■ JOBS
1. According to the DAC review text, how much voltage can the HPA4 offer on XLR?
2. In the DAC review text, switch "imposing" to "commanding" and write out the stretch from "A22 works so" through "a preamp too.".
3. Resume the review of the Gustard A22 DAC from its last sentence, carrying on in the same voice.

** Start TEXT PROVIDED **

While listening to Radiohead – Airbag (Tidal / Spotify) I was impressed by how defined and how clean the tambourine and the bells sounded, both were very defined and outlined, those sounded clearer compared to any other AK4499 designs. The location of those sounds in the room was easier to spot and even much easier to focus on. This particular song worked better in my room with S400 compared to R7, because it improved the slight mellow nature and blurriness of S400 loudspeakers. R7 sounded bigger than real life, hurting the impact and speed of S400 in the process.
The biggest surprise was completely removing the HPA4 from the acoustic chain, remaining only with the A22 as a DAC + preamp and S125 as the power amp. There was a hit in the transparency, layering, speed and control of the drivers, but everything else remained intact. I played the guess game with and without the HPA4 in the acoustic chain and sincerely the difference was there but it wasn’t as big as it was the case with other DACs. The job of a good preamp is taking the analog signal of a source and increase its output voltage, so that the power amp that will follow wouldn’t work as hard, preserving a lower total harmonic distortion and offering a higher damping factor.
A22 works so well as a preamp just because it can offer up to 6V on XLR, usually its 4 or 4.5V on the XLR. A22 just outperformed any other DAC in a speaker-based setup. As a DAC + preamp combo it sounded bigger, bolder, more imposing, more layered and really effortless even compared to costlier units like Matrix Element X, Mytek Brooklyn DAC+, Benchmark DAC3 and others. If you are wondering, Topping D90 sounded less impressive as a preamp too.
The lesson is really simple, the more voltage a DAC can offer, the less stressed would be the power amp that follows, preserving the best of the source and of the amplification.
Manufacturers that are calling their DACs with 4V outputs (on XLR) as preamps - are not really dedicated preamps, I am calling them digital preamps, because in reality those work more like attenuators and not like actual pre-amplifiers. As a point of comparison, HPA4 can offer up to 20V on XLR, it works as a real high-performance preamp.
I can congratulate the Gustard team for thinking in advance about the speaker users, especially those without a preamp will be glad to know that it works really well as one. Add a power amp and you are good to blast your neighbors.
III. Background Noise
I connected it back to HPA4, since it really works as the best DAC tester considering its low THD and complete lack of any noise, especially when you like to search for a dirty background or check the detail level of any DAC, I don’t really know a better unit for the job.
I connected sensitive IEMs as FiiO FH7, I pushed the volume much higher than my comfortable level and started listening to some of my favorite tracks. No matter how hard I pressed myself, the good power filtering said its final words in here, background is simply as black as I’ve heard on any other top-performing DACs. While I was listening to Billy Joel – An Innocent Man (Tidal / Spotify) – I was so impressed by how clear was the reverb of the finger snaps in the background, so crystal clear and so defined, yet so far away from the listener. A mediocre sounding source will have them buried behind the rest of the sounds, yet here those are super defined and clear. Close to end when some bells are making an appearance in the background, they again sounded so vividly clear and so outlined. This is an impressive record that works great at testing background noise and transparency.

** End TEXT PROVIDED **
** Start DATA **

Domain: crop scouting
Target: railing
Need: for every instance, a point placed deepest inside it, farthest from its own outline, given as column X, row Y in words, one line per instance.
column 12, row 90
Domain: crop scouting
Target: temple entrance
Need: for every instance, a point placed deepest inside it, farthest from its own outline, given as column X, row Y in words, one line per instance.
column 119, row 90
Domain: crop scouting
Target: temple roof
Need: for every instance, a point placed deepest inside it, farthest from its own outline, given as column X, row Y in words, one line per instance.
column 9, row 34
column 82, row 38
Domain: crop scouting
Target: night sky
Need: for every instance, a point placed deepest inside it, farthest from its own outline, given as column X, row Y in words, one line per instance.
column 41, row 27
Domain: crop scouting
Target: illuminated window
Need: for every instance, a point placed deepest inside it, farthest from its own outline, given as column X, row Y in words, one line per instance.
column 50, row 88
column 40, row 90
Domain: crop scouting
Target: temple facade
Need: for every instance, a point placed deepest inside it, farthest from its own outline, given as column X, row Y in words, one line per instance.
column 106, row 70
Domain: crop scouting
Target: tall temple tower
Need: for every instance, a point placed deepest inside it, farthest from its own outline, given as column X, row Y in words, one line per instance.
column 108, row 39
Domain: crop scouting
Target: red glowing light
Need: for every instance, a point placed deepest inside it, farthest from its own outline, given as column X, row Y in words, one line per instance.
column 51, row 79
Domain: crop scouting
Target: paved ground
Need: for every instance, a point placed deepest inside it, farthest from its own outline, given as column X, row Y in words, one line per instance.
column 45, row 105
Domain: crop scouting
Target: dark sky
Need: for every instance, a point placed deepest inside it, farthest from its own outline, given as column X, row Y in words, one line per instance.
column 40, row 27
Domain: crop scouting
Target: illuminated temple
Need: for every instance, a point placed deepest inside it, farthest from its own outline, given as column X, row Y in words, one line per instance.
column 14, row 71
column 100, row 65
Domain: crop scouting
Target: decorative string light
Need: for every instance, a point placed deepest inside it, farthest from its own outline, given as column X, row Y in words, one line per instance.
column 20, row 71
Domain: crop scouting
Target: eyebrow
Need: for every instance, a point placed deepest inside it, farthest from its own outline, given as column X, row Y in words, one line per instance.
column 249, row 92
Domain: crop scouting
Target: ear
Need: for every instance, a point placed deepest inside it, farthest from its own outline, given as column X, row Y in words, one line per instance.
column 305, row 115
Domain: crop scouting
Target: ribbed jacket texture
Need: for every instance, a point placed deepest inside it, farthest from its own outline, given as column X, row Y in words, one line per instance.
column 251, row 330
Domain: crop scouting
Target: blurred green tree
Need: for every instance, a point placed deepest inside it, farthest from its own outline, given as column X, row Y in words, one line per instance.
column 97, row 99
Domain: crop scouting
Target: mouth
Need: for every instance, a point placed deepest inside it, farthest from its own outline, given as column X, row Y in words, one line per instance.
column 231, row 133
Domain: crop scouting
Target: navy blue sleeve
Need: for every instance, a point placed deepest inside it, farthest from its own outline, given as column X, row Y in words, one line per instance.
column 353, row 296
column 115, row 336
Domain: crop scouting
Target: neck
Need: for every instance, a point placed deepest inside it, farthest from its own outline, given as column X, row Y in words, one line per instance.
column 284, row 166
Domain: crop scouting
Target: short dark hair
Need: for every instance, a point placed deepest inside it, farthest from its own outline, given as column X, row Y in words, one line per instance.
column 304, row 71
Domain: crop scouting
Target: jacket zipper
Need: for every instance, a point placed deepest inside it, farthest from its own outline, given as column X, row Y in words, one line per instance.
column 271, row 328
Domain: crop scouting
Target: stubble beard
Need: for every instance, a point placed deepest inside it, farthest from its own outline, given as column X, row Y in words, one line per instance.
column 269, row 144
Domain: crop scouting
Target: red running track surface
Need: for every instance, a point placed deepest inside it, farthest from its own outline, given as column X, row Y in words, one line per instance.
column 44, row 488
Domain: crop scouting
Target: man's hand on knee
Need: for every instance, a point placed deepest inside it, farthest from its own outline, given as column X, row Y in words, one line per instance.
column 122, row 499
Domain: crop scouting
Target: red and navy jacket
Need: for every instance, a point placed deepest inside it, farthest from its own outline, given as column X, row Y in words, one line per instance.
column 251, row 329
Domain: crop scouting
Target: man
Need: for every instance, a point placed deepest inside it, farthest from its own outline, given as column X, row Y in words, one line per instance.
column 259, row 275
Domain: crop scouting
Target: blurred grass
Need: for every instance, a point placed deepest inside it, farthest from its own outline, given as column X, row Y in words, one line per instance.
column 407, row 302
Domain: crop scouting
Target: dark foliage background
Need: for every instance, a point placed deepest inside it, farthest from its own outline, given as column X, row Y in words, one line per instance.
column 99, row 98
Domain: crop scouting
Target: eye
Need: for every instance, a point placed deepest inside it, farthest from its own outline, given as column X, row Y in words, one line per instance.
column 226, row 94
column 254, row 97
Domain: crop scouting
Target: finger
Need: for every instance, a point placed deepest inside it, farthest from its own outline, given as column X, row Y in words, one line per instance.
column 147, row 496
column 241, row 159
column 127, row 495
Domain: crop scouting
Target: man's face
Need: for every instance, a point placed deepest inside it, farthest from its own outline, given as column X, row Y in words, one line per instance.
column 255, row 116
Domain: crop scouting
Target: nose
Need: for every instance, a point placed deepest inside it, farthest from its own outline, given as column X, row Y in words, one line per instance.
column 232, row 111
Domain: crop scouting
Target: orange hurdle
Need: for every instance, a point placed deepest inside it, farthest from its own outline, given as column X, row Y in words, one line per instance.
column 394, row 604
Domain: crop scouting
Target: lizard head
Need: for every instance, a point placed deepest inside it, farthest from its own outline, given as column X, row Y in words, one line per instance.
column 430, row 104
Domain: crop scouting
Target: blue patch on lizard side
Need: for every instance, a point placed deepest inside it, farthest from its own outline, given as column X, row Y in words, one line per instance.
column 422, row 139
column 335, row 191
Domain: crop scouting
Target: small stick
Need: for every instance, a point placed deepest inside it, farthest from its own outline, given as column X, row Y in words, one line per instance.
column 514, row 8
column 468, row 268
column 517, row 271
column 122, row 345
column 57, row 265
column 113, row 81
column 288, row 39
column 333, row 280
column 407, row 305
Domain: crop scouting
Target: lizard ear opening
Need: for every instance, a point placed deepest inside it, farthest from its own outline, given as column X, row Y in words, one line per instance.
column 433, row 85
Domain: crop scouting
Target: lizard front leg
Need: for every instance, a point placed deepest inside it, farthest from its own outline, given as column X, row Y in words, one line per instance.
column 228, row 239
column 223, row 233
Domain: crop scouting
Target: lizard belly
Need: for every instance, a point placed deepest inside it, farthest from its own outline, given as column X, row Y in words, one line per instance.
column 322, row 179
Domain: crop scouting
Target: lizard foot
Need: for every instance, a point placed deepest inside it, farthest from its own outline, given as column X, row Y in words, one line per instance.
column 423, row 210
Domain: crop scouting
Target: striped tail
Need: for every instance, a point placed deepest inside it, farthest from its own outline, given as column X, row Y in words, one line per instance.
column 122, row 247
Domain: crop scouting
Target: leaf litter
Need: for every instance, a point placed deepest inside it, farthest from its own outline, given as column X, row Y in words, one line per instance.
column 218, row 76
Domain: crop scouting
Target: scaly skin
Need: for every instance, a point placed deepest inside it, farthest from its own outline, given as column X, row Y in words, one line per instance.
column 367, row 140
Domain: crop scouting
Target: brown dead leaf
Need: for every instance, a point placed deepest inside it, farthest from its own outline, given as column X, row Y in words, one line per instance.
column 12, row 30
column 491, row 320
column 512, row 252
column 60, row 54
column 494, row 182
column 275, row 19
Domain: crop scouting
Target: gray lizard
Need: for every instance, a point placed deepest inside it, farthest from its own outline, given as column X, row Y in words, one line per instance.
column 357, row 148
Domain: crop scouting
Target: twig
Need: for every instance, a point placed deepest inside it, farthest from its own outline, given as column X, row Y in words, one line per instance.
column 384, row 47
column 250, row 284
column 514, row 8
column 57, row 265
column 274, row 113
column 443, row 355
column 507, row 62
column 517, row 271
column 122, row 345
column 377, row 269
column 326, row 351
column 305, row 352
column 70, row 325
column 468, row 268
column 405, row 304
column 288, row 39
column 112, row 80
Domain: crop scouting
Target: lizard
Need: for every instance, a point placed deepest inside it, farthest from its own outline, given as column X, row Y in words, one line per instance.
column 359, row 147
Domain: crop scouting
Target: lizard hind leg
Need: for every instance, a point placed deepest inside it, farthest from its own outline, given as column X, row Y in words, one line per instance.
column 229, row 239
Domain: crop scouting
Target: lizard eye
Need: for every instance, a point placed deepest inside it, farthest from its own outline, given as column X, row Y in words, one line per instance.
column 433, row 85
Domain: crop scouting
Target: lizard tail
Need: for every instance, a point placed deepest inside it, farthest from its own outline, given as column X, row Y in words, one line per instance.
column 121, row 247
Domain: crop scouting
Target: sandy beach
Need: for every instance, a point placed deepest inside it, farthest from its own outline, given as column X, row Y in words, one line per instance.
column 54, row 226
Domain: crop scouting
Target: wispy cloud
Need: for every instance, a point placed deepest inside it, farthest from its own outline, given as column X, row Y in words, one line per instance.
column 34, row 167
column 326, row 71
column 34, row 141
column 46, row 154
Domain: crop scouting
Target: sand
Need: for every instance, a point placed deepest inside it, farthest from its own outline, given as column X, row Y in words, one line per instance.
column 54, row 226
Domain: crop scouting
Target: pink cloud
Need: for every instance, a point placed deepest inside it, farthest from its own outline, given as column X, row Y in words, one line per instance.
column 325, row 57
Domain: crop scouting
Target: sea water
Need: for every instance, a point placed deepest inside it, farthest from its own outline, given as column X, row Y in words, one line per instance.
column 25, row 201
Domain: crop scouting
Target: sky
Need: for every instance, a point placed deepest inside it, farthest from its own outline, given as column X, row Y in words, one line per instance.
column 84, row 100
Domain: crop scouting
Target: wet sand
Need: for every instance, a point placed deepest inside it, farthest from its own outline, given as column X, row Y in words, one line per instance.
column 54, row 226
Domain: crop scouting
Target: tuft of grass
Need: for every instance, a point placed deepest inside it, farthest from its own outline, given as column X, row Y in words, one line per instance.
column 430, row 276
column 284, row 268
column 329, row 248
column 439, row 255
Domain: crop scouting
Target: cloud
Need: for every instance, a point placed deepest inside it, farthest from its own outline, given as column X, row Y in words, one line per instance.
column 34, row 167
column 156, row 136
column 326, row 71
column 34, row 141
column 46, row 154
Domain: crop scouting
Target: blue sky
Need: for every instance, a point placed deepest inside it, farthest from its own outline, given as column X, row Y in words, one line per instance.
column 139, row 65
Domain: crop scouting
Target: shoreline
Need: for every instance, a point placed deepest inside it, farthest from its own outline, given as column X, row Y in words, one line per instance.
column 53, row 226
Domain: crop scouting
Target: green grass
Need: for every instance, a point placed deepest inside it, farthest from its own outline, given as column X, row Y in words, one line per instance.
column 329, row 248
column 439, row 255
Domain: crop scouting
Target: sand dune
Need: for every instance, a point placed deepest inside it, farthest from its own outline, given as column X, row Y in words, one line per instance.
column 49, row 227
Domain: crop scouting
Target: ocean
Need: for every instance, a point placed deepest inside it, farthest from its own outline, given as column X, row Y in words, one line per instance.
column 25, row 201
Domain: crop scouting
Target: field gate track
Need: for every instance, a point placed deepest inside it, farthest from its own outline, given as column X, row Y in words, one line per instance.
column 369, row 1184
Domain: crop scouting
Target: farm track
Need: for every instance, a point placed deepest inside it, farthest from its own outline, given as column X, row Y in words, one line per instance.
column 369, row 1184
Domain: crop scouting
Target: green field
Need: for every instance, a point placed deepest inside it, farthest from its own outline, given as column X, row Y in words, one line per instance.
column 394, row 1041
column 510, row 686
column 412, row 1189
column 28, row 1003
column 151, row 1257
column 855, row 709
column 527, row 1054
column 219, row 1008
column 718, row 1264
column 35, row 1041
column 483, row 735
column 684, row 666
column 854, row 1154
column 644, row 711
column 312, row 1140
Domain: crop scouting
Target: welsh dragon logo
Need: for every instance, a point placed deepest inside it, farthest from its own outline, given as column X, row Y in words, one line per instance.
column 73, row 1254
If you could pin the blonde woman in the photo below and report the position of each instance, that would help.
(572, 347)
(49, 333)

** End DATA **

■ THE RESPONSES
1. Up to 20V.

2.
A22 works so well as a preamp just because it can offer up to 6V on XLR, usually its 4 or 4.5V on the XLR. A22 just outperformed any other DAC in a speaker-based setup. As a DAC + preamp combo it sounded bigger, bolder, more commanding, more layered and really effortless even compared to costlier units like Matrix Element X, Mytek Brooklyn DAC+, Benchmark DAC3 and others. If you are wondering, Topping D90 sounded less impressive as a preamp too.

3.
I’m pleased to report, that I experienced absolutely the same in the speaker setup, there isn’t any disturbing hiss or any kind of noise, even staying near the speakers there is an absolute silence between passages. Noise is nowhere to be found and this is already a great sign of what we should expect in terms of detail retrieval and transparency.
IV. Resolution & Transparency
The hardware inside it is a very capable one, a dual mono configuration, with all 8 channels unlocked, dual power supplies, two separate signal paths and so on is something that gets me really excited about.
Listening to Bay Of Pigs by Destroyer (Tidal / Spotify) that is a masterpieces by itself and the way it was recorded needs to be heard to be believed. I strongly recommend listening to it and if you do, please listen until the end. The guitar plucks are sounding so real, I am hearing how the hands are touching it. Those cymbals are probably among the cleanest ones I’ve heard in any song. I’m simply bombarded with so much micro-details in such an effortless and transparent way. The transparency and the pin point location of all notes is absolutely perfect and always wakes up the imagination of the listener. It is so pleasant spotting all that so easily without stressing myself too much.
DAC-A22 is a very resolving and transparent sounding DAC and if resolution is your thing, it could be easily compared to the best ones. This is still the second AK4499 based DAC that I have listened to, but boy, it already outperformed most of the ES9038 PRO based DACs and some of them at higher price points.
I moved to Hell Freezes Over (2018 Remaster) by Eagles (Tidal / Spotify) – this is probably the best remaster of this album and while listening to the good old Hotel California, the first two drum hits felt so good and satisfying, especially when hearing the notes disappearing in a black mist. A masterpiece when it comes to detail and stage size. The tambourine, the snares, the guitars and the crowd sounded simply stunning. A22 presented a great dose of naturalness, plus an amazing detail retrieval. The drums felt having impressive dynamics, slam was there in decent doses, everything simply clicked into place for me. I’m so looking forward to comparing it with the most detailed sounding D/S DAC very soon.
V. Transient Response
I returned back listening to Destroyer – Savage Night At The Opera (Tidal / Spotify) and even from the first seconds, I started nodding and tapping my right foot with a big n’ wide smile on my face. The impact those drums created was impressive to feel and hear, the bass guitar in the background sounded really punchy and authoritative. The groovy nature of this song was preserved and I quite enjoyed my time with it.
One of my favorite local bands just released a new album, SubRadar – by Implant Pentru Refuz (Tidal / Spotify) is a really punchy sounding recording. The mastering is not really top notch, as their past records were a bit clearer sounding, but when it comes to pure heft, punch and impact in the chest, they know how to do it and I’m not feeling losing any of that with A22. In terms of pace, rhythm and timing, A22 was quite good as all the brute force and punch I craved about was there, but it will probably not outperform the hardest slamming digital sources I’ve tested.
Generally speaking, A22 is more impressive in terms of heft and how much energy it is carrying with every note than how quick and agile it can sound. In terms of speed it is more than decent, but there are still faster sounding sources in the wild. Class-A output stage always offered a harder and a heavier tone at the price of a slight decrease of agility and speed of delivery.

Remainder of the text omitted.